> Goal
Reproduce verbatim the lines of the data below that run from the line containing "Would you kindly point to the man with" through the line containing "<point>745,105</point>", with both of those lines included.

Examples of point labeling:
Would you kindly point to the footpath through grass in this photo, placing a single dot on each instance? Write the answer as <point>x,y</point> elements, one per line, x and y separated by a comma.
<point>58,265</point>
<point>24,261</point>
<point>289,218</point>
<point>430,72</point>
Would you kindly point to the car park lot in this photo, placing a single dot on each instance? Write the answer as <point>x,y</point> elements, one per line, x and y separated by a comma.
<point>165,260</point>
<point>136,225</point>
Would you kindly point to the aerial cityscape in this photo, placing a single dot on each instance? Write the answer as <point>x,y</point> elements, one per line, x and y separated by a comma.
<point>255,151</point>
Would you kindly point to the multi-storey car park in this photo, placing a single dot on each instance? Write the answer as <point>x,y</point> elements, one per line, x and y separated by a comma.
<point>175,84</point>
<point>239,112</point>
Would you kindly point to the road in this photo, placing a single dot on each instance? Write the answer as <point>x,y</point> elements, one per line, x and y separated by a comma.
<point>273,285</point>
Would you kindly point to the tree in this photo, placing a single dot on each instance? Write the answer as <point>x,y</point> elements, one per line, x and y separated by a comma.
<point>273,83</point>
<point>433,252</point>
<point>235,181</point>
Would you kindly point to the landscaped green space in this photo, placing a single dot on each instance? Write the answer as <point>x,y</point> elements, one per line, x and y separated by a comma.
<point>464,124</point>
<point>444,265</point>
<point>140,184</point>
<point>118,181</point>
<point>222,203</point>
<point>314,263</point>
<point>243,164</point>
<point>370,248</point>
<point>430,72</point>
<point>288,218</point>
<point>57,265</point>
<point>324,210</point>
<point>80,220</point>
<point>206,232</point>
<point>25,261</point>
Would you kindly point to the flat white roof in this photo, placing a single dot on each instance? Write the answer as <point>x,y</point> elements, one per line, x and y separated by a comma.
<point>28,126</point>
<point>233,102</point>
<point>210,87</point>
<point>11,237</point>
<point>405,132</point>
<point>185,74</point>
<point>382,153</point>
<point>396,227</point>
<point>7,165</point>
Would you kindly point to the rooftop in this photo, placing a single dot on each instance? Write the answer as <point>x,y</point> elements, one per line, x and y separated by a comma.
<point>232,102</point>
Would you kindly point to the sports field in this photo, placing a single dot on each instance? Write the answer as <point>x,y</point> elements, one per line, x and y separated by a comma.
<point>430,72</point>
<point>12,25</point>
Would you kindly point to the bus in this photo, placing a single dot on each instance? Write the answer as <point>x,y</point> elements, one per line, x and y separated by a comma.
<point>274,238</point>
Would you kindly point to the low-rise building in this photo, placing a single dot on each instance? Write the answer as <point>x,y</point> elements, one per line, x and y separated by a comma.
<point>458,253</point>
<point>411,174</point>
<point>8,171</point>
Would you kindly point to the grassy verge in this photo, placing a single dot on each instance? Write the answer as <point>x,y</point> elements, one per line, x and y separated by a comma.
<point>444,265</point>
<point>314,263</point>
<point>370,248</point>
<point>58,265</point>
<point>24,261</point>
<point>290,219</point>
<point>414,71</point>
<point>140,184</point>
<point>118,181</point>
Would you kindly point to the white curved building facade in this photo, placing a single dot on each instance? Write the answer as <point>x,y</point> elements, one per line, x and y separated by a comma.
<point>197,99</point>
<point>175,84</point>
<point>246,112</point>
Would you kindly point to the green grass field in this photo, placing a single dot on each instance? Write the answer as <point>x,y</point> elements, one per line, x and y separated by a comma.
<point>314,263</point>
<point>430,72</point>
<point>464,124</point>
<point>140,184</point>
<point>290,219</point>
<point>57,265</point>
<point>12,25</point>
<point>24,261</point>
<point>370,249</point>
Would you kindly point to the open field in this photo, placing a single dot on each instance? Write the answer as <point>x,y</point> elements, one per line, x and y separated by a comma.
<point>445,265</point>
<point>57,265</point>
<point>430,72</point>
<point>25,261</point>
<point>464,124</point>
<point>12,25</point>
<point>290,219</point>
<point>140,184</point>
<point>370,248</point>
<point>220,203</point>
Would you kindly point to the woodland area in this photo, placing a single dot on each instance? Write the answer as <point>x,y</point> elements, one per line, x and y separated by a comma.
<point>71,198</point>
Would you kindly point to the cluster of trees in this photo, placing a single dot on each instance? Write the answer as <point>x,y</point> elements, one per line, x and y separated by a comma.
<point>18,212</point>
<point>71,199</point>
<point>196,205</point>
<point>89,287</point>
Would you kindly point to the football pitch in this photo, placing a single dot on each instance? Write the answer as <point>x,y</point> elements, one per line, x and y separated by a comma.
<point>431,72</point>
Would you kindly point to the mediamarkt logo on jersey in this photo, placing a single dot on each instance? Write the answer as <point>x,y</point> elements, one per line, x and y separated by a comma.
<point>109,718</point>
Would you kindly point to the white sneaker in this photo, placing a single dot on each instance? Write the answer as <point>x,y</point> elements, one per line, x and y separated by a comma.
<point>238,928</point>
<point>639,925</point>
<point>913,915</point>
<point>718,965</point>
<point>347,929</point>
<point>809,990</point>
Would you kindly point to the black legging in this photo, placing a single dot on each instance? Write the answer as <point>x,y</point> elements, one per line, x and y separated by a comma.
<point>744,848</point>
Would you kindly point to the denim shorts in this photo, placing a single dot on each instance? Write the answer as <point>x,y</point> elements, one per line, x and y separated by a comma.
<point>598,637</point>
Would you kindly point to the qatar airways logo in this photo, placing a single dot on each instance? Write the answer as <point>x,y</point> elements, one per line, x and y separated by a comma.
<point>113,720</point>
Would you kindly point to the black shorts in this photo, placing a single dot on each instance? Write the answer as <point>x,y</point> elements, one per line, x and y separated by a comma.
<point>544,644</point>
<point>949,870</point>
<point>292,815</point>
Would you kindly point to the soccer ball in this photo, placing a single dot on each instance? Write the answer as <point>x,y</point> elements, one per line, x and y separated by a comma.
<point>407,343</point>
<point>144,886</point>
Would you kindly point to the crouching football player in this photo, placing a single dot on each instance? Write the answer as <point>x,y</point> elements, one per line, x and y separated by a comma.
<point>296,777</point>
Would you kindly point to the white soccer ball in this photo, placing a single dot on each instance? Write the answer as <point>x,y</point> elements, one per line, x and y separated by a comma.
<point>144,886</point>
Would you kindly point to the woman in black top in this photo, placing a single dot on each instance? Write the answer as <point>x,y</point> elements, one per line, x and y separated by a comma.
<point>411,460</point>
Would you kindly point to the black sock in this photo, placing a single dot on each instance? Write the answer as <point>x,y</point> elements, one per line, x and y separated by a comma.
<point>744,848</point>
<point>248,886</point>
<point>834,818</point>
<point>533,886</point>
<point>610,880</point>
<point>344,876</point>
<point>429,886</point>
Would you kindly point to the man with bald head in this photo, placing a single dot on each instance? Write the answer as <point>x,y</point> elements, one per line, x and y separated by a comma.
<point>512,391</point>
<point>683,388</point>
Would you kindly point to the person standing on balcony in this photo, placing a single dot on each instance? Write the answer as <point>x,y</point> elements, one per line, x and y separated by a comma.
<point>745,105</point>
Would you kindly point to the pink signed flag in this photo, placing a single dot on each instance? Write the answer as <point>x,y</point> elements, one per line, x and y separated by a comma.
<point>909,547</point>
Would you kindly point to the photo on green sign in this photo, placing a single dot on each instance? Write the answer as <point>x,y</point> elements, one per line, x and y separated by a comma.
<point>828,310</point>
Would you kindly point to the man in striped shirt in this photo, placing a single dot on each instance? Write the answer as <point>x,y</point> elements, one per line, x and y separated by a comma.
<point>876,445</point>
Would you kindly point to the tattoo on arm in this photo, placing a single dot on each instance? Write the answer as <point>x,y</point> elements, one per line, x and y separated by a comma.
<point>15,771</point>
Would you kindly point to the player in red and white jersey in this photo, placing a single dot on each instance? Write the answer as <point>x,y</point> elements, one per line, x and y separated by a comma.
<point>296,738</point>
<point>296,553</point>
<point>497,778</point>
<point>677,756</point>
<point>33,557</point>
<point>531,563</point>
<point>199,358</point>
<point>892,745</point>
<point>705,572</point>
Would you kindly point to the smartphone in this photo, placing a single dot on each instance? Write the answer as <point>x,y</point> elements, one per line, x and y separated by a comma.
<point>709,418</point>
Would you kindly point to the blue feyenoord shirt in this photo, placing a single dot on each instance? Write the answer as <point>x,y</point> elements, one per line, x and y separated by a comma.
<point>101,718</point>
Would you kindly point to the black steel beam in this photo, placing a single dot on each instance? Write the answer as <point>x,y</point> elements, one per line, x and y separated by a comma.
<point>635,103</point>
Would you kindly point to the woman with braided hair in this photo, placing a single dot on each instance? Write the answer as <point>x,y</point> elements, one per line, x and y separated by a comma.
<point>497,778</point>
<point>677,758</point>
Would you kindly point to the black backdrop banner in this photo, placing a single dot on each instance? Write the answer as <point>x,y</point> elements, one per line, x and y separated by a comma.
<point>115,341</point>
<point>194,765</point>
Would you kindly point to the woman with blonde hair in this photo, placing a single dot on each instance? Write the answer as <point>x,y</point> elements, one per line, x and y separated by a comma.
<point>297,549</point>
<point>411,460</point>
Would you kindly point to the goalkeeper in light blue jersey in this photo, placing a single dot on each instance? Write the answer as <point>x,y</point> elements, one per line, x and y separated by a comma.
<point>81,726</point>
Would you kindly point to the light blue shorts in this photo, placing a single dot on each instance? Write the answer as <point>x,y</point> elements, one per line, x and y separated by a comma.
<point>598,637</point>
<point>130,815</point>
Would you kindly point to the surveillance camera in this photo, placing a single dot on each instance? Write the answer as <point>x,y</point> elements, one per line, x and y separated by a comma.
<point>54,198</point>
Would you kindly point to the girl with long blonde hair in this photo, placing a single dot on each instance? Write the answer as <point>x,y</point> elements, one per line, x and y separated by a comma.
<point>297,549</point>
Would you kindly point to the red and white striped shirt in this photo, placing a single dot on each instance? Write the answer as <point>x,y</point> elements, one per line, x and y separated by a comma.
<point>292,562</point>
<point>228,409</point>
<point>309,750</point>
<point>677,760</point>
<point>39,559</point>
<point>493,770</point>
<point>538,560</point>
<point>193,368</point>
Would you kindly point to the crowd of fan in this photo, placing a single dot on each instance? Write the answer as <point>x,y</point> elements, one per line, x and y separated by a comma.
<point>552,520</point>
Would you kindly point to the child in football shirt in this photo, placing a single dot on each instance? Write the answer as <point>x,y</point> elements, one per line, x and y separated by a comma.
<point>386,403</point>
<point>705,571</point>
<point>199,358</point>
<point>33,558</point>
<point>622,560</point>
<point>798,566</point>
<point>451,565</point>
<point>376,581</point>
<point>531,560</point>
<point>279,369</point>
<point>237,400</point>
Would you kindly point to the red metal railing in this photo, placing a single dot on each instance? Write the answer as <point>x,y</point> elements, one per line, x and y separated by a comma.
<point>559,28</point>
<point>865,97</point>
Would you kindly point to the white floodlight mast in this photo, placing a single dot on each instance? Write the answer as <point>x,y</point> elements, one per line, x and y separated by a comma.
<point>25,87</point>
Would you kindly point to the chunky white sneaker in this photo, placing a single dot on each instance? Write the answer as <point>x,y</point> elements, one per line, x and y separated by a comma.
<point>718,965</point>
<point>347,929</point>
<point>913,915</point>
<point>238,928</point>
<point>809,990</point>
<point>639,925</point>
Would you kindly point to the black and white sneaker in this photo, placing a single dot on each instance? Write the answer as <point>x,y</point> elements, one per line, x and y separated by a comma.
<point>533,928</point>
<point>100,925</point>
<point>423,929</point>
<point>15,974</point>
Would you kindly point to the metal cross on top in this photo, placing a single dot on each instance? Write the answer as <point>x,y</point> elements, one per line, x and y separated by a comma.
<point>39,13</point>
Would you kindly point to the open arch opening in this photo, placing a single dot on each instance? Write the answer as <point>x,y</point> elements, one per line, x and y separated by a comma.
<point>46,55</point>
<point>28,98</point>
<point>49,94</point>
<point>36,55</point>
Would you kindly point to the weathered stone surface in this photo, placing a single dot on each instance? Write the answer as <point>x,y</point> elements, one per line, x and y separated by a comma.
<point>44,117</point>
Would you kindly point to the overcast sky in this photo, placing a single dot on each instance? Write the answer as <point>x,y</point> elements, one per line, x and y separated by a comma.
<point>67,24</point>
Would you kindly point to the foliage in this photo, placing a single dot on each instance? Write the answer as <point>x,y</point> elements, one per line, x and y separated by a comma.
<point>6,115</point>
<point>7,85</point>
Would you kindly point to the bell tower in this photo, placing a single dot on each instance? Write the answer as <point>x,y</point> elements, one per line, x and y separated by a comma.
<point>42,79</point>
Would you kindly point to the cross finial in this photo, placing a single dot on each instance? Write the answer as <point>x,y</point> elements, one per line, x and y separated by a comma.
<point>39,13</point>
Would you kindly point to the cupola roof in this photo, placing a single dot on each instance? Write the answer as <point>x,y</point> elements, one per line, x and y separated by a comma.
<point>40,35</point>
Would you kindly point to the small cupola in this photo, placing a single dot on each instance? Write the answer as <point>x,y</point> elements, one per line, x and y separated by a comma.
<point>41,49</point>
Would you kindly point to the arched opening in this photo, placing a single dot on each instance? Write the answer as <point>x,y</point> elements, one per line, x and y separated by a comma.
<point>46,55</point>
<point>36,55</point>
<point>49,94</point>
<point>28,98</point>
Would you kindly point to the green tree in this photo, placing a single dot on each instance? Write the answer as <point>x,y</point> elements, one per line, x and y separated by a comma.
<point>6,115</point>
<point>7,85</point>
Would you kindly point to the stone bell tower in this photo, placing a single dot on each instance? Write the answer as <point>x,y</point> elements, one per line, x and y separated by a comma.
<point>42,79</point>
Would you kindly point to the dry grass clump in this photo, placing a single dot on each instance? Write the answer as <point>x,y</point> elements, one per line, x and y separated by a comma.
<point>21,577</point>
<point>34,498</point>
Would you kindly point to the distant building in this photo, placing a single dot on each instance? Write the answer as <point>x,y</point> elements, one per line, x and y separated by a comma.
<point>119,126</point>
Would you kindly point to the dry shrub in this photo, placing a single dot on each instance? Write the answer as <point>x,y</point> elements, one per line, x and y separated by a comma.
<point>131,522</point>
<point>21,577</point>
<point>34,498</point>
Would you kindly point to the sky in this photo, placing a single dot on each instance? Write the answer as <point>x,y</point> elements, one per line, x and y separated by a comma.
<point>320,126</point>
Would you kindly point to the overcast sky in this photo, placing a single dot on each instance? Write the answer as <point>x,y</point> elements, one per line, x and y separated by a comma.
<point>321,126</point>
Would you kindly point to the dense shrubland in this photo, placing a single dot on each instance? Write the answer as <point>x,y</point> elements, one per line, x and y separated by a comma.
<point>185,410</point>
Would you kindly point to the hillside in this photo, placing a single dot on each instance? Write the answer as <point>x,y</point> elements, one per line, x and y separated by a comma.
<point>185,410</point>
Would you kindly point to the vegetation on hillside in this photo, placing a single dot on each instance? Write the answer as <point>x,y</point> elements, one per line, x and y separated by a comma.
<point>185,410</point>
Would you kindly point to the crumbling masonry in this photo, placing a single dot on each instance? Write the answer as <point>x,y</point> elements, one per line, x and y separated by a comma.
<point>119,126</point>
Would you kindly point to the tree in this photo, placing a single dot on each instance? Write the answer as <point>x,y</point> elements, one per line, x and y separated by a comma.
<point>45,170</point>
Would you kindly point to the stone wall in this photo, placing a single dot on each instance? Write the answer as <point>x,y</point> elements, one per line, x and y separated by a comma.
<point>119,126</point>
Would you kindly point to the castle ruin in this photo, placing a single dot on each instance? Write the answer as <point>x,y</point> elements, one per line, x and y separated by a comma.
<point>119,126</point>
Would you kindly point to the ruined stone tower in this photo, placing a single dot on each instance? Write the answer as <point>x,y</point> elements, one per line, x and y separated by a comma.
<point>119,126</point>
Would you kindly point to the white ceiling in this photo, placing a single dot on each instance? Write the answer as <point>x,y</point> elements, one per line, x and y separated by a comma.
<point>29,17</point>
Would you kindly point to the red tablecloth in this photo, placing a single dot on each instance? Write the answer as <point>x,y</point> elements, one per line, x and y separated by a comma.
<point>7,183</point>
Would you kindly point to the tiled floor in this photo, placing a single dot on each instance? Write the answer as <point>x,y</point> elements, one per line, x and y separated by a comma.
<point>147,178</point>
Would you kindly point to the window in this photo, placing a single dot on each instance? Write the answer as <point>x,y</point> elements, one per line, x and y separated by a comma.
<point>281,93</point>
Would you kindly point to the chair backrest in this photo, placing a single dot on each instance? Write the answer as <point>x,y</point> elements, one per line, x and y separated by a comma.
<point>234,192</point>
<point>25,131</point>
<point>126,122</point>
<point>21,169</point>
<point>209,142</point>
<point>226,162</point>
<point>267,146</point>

> Correct output
Would you kindly point to the man with bald head in this photo, placing a single dot on each instance? Write the answer as <point>x,y</point> elements, one per line, x and y separated by a comma.
<point>512,391</point>
<point>683,388</point>
Would you kindly point to the person standing on balcony in this photo, placing a single dot on each instance? Write the answer as <point>x,y</point> elements, one per line, x and y separated by a comma.
<point>745,105</point>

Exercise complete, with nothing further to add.